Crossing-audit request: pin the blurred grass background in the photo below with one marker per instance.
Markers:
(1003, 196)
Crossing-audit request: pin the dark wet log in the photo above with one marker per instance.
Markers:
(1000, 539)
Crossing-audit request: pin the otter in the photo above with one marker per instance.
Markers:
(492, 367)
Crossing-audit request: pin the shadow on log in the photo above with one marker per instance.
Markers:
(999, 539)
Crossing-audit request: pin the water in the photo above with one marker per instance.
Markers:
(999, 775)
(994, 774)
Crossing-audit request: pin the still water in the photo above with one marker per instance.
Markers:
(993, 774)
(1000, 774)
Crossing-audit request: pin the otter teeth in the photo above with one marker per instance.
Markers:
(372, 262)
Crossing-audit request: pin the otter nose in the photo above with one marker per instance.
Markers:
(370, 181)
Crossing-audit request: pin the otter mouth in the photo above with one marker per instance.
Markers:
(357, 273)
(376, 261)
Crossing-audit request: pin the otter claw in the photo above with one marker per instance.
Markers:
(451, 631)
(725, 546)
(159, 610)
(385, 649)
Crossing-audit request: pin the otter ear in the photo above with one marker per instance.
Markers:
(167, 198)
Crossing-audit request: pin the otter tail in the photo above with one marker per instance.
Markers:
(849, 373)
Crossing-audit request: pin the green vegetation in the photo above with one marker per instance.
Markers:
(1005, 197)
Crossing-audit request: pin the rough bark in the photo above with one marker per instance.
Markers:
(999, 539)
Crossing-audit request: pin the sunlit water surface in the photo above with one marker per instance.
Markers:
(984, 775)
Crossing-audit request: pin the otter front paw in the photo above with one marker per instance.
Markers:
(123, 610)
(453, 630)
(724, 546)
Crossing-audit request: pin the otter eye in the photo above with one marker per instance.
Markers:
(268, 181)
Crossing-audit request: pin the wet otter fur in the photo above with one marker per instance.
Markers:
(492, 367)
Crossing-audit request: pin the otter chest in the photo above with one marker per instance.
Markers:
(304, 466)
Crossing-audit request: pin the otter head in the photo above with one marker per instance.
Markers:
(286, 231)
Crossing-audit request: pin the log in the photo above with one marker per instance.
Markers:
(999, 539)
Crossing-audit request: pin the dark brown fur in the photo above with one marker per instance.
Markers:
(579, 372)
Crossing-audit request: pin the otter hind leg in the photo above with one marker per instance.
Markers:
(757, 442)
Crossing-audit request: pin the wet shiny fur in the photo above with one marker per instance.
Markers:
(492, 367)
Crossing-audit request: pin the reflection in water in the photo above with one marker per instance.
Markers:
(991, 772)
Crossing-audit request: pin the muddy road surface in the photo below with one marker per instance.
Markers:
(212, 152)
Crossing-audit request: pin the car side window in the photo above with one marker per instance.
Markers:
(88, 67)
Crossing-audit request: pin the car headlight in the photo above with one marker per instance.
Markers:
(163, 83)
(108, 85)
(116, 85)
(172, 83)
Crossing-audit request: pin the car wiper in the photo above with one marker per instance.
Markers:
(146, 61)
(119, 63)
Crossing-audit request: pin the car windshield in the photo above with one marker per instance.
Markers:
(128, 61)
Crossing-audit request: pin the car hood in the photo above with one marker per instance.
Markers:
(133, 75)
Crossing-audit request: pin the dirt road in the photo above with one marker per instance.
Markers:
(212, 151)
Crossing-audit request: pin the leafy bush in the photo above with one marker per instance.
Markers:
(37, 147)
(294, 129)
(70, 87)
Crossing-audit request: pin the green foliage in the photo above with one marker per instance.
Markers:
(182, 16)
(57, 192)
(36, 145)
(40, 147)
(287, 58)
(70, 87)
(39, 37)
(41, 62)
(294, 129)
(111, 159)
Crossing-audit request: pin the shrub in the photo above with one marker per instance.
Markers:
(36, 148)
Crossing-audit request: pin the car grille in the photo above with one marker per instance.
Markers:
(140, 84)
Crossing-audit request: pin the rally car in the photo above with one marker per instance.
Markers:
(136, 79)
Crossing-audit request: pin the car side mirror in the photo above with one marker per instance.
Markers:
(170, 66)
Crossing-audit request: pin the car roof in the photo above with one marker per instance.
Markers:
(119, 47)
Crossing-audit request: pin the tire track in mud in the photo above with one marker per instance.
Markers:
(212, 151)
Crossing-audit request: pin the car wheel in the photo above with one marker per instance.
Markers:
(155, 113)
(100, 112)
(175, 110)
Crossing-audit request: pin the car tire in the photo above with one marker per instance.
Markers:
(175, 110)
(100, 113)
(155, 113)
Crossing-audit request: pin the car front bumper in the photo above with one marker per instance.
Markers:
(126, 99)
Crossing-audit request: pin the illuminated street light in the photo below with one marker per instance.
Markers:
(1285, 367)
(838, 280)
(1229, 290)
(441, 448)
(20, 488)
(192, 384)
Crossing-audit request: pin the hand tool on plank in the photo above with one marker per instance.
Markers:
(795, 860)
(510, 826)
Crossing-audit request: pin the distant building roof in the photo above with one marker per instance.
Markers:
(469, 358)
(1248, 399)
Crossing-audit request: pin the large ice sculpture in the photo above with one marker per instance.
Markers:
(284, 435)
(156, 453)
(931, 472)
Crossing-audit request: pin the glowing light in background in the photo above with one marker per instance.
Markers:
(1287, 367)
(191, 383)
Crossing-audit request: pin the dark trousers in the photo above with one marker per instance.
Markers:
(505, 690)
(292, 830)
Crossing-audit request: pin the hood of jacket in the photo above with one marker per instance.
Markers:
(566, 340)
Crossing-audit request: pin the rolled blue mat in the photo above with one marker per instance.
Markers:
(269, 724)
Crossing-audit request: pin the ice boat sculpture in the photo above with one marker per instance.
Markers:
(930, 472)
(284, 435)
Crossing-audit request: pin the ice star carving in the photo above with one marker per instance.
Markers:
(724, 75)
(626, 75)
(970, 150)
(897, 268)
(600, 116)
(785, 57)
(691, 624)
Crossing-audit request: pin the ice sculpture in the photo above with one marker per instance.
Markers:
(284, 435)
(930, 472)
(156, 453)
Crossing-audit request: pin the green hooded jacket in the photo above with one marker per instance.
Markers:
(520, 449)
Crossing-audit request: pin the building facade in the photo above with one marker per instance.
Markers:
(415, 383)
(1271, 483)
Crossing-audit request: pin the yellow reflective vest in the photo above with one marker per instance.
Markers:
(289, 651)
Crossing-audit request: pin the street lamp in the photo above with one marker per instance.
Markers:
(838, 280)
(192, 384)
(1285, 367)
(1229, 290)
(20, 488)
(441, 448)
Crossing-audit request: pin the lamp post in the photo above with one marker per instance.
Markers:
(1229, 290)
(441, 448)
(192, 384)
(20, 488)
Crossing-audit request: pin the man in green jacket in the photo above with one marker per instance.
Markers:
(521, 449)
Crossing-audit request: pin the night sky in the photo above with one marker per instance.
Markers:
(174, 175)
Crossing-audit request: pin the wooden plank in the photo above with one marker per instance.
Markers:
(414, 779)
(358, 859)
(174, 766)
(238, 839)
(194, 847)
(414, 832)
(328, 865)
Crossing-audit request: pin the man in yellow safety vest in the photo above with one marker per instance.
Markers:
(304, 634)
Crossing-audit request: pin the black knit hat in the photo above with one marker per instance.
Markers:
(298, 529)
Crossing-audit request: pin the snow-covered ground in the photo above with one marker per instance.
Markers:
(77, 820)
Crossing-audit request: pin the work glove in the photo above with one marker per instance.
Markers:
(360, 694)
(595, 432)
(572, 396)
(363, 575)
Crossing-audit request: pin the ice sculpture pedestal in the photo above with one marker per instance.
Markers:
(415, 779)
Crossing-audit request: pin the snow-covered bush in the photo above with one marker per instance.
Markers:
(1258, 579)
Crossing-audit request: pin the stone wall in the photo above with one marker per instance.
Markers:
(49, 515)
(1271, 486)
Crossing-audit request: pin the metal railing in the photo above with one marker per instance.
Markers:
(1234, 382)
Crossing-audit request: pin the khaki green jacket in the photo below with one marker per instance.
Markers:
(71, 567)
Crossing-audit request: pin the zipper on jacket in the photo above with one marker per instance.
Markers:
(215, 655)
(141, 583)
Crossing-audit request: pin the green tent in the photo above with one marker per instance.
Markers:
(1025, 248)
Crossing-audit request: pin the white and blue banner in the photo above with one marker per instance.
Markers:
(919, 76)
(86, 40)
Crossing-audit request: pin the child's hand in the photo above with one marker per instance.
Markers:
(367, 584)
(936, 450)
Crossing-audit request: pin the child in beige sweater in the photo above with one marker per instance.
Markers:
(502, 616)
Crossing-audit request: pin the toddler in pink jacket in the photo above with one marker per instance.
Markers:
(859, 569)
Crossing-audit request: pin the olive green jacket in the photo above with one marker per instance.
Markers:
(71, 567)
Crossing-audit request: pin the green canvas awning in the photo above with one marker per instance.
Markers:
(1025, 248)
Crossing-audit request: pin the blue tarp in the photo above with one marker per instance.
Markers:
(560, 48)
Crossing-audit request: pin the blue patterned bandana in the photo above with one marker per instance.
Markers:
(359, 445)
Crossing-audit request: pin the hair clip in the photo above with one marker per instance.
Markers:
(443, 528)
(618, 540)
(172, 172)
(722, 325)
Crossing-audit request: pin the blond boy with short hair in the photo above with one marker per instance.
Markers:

» **Directions**:
Write out, word for word, the line containing "Crossing-audit request: pin the child in" and all the lines after it in the entries above, and nothing more.

» **Answer to this problem**:
Crossing-audit request: pin the child in beige sweater in the photo above with one marker per instance.
Markers:
(502, 616)
Crossing-audit request: pin the toddler in pink jacket in the photo above with one marker per instance.
Markers:
(859, 569)
Crossing-audit request: pin the olive green jacket in the photo above with one marker per instance.
Markers:
(71, 567)
Crossing-audit request: pin the green canvas awning in the photo above with one marker per instance.
Markers:
(1025, 248)
Crossing-audit request: pin the blue tarp in the photo above with one marker per instance.
Markers:
(560, 48)
Crossing-audit request: pin the blue patterned bandana in the photo above with one marker per instance.
Markers:
(359, 445)
Crossing-audit request: pin the hair clip in the photo above with one marker per instance.
Markers:
(443, 528)
(618, 540)
(172, 172)
(722, 325)
Crossing-audit request: pin the blond boy with short hair in the photo above with one marker per instance.
Markers:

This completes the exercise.